* _What is expected_
Each entry needs to appear again, retyped exactly as it is below.

* _Supplied information_
★ ★ ★ ★

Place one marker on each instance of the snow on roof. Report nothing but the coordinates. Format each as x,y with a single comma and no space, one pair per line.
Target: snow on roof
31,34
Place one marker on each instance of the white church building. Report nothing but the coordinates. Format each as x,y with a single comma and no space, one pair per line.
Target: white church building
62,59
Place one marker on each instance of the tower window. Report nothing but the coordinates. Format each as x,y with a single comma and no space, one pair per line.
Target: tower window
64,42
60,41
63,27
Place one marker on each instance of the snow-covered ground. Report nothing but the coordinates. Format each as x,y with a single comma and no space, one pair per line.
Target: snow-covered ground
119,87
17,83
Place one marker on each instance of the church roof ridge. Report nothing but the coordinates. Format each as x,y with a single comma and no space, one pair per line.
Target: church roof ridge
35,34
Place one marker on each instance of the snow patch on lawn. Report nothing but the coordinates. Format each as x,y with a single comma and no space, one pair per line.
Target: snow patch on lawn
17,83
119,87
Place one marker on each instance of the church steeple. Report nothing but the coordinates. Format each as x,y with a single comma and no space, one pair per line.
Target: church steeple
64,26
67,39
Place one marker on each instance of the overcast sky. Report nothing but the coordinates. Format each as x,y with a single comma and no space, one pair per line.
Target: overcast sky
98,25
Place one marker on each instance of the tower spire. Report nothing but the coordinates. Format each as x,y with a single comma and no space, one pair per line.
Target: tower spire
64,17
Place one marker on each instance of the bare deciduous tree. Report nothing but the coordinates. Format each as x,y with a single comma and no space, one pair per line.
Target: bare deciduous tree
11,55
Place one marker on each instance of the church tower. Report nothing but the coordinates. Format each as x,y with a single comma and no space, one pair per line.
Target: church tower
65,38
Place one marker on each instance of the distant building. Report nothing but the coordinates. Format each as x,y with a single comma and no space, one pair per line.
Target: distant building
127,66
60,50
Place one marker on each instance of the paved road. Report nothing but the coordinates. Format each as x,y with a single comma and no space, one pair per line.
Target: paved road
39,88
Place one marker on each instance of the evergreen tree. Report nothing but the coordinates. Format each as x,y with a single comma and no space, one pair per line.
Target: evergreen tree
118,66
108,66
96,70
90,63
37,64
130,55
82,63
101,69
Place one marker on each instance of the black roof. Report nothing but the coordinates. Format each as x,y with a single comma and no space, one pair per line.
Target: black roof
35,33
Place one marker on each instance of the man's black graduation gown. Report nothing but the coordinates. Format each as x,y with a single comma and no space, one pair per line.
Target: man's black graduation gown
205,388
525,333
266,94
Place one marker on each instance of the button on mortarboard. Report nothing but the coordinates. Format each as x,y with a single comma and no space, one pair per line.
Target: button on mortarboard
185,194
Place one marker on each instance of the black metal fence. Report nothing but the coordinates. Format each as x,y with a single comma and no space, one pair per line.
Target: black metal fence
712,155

★ ★ ★ ★

* _Solution to this exercise_
Place one marker on each instance of the snow on roof. Report nothing but the coordinates. Format each as x,y with a single comma and no space, one pair per line.
Target: snow on roof
31,34
Place one marker on each instance of the white church building. Report nothing but the coordinates. Format each as x,y with a single comma and no space, one pair per line.
Target: white church building
62,59
Place one marker on each instance of the tower window. Report nothing but the coordinates. Format each as x,y with a single comma and no space, one pair per line.
Target: tower window
64,42
60,41
63,27
Place one marker on each instance of the snow-covered ground. Report nothing but the coordinates. Format each as x,y with a single comma and no space, one pair per line.
Target: snow-covered ground
119,87
17,83
Place one marker on each instance of the church roof ridge. Report nothing but the coordinates. Format each as x,y with a single comma and no space, one pair per line.
Target: church roof ridge
35,34
Place one marker on each instance of the snow patch on lawn. Report nothing but the coordinates. Format each as x,y with a single comma and no space, one pair per line.
Target: snow patch on lawn
17,83
119,87
Place one marker on each instance of the church steeple. Report nothing but the coordinates. Format each as x,y with a single comma and no space, one pair per line.
Target: church steeple
64,26
67,39
Place one marker on each instance of the overcast sky. Report nothing but the coordinates. Format each as x,y with a single comma and no space, one pair per line.
Target: overcast sky
98,25
Place one marker on each instance of the tower spire. Report nothing but the coordinates. Format each as x,y with a single comma and no space, one pair per line.
Target: tower spire
64,17
Place one marker on each instance of the bare deciduous tree. Report nothing but the coordinates. Format each as x,y with a single comma and no space, one pair per line.
Target: bare deciduous tree
11,55
Place one marker on each instance of the church tower. Report nothing but the coordinates. Format each as x,y with a single comma and no space, one pair per line.
Target: church tower
65,38
Place one marker on each instance of the distant building. Report nothing but the coordinates. Format each as x,y with a single comma and no space, one pair per line.
Target: distant building
127,66
60,50
Place one marker on each instance of the paved road. Report nothing but the coordinates. Format each as x,y with a single comma and no space, one pair per line.
Target: paved road
39,88
Place one marker on each instance of the evergreen tree. Report nothing but the coordinates. Format each as x,y with a single comma and no space, one pair per line.
Target: evergreen tree
118,66
108,66
96,70
90,63
37,64
130,55
82,63
101,69
Place one marker on each instance of the black roof. Report nothing but the coordinates. Format each as x,y with a single comma and no space, one pair per line.
Target: black roof
35,33
Place one marker on each instance of the man's black graduation gown. Report nothing but the coordinates. Format each as x,y with a single comma and no space, one pair per line.
Target: man's black graduation gown
205,388
525,333
266,94
Place one marker on each instance of the button on mortarboard. Report nothing but the coordinates. Format each as x,y with a single comma and no space, one pair per line.
Target: button on mortarboard
185,194
Place one marker on each instance of the black metal fence. Report nothing but the coordinates. Format each as x,y with a single comma and no space, one pair per line.
Target: black metal fence
712,155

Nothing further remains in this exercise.